WHAT THE EXERCISE ASKS. The listing, minus its pictures, is to be given again exactly.

┌─ TASK MATERIAL

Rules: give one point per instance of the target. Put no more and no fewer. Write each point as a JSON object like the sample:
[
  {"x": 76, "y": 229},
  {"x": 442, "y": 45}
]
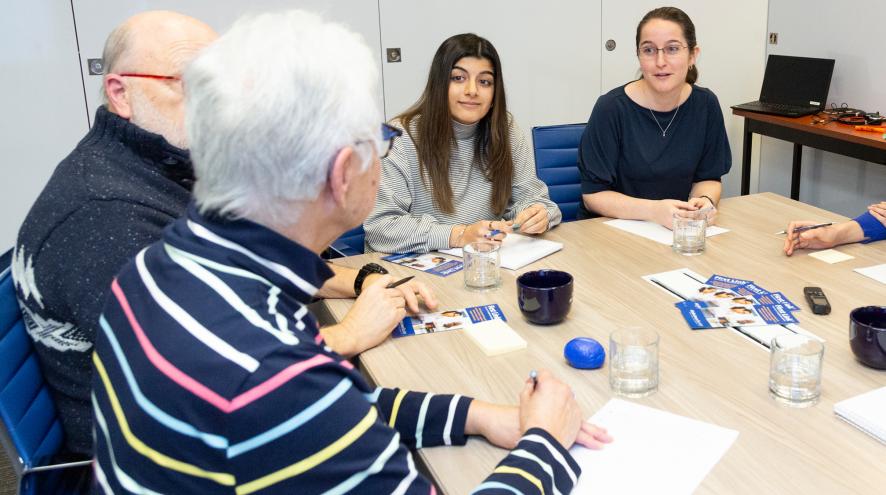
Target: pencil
[
  {"x": 806, "y": 227},
  {"x": 400, "y": 282}
]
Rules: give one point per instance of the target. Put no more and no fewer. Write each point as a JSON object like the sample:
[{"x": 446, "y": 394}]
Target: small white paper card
[
  {"x": 876, "y": 272},
  {"x": 653, "y": 451},
  {"x": 654, "y": 231},
  {"x": 831, "y": 256},
  {"x": 495, "y": 337}
]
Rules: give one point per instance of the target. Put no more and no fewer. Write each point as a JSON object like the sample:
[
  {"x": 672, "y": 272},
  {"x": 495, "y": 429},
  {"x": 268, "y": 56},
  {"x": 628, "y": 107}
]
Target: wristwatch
[{"x": 364, "y": 272}]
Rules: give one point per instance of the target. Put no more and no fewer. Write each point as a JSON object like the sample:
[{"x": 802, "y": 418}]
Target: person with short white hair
[
  {"x": 211, "y": 375},
  {"x": 126, "y": 180}
]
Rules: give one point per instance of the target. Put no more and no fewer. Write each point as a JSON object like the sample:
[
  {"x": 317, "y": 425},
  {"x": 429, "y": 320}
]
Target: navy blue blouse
[{"x": 623, "y": 150}]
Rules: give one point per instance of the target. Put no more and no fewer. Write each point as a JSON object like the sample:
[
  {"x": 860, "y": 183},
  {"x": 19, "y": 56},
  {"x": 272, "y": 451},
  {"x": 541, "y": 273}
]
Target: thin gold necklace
[{"x": 664, "y": 131}]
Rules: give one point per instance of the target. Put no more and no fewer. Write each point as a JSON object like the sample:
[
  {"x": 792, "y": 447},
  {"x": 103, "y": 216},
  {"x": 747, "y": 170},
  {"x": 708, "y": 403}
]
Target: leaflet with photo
[
  {"x": 752, "y": 290},
  {"x": 725, "y": 282},
  {"x": 444, "y": 321},
  {"x": 431, "y": 263},
  {"x": 700, "y": 315},
  {"x": 717, "y": 296}
]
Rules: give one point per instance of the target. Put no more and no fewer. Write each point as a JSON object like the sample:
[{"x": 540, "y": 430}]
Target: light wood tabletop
[{"x": 717, "y": 376}]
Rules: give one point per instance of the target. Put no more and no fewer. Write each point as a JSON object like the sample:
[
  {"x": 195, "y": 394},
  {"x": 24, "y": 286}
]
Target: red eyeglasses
[{"x": 151, "y": 76}]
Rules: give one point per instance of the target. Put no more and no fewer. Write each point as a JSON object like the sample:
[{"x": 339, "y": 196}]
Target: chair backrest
[
  {"x": 350, "y": 243},
  {"x": 33, "y": 433},
  {"x": 556, "y": 163}
]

└─

RESULT.
Rules: give one point per instance of the target. Put no more and no fewer. Write each point as a JSON object like the sample:
[
  {"x": 76, "y": 229},
  {"x": 442, "y": 45}
]
Target: pencil
[
  {"x": 806, "y": 227},
  {"x": 400, "y": 282}
]
Rules: give one point per instance of the target. Put no more and no fewer. Write each point as a JSON object like the sample:
[{"x": 446, "y": 394}]
Target: small white paper card
[
  {"x": 876, "y": 272},
  {"x": 653, "y": 451},
  {"x": 654, "y": 231},
  {"x": 831, "y": 256},
  {"x": 495, "y": 337}
]
Rules: give one point per instance of the target. Put no more and no fewer. Write each point as a JSON object like the sample:
[
  {"x": 672, "y": 272},
  {"x": 495, "y": 429},
  {"x": 268, "y": 56},
  {"x": 628, "y": 107}
]
Target: wristwatch
[{"x": 364, "y": 272}]
Rules: give one point per instance of the target. Put no more and no fewer. Write each point as a JSON object like the sample:
[{"x": 802, "y": 418}]
Target: person with short white hair
[
  {"x": 211, "y": 375},
  {"x": 126, "y": 180}
]
Rules: give one point per instance of the target. Put no more and no fewer. Write each point as a JSON object like the sample:
[
  {"x": 317, "y": 425},
  {"x": 429, "y": 320}
]
Target: navy blue blouse
[{"x": 623, "y": 150}]
Rules: give one point per instance of the target. Put no more and no fewer. Write each point as a JSON object like the sample:
[
  {"x": 860, "y": 183},
  {"x": 19, "y": 56},
  {"x": 272, "y": 451},
  {"x": 541, "y": 273}
]
Target: thin gold necklace
[{"x": 664, "y": 131}]
Rules: give one point per instance of the target. Put no more and no fewer. Write each point as a JSON object like the sample:
[
  {"x": 792, "y": 447},
  {"x": 103, "y": 216},
  {"x": 747, "y": 170},
  {"x": 708, "y": 403}
]
Target: leaflet with photo
[
  {"x": 752, "y": 290},
  {"x": 725, "y": 282},
  {"x": 444, "y": 321},
  {"x": 431, "y": 263},
  {"x": 700, "y": 315},
  {"x": 717, "y": 296}
]
Rules: give one point per instance of the target. Put no more and no fewer. Write each point as a JSON object like the sample:
[{"x": 540, "y": 430}]
Target: light wood tabletop
[{"x": 717, "y": 376}]
Rules: give one point per instance of the target. Put no more and no fewer. Write each point as a JSON object like the sample:
[
  {"x": 195, "y": 394},
  {"x": 24, "y": 286}
]
Target: red eyeglasses
[{"x": 151, "y": 76}]
Rules: give one point per instance of the target. Put no more and no fewer. Write each point as a JSON object like the sample:
[{"x": 339, "y": 196}]
Target: chair backrest
[
  {"x": 350, "y": 243},
  {"x": 33, "y": 433},
  {"x": 556, "y": 163}
]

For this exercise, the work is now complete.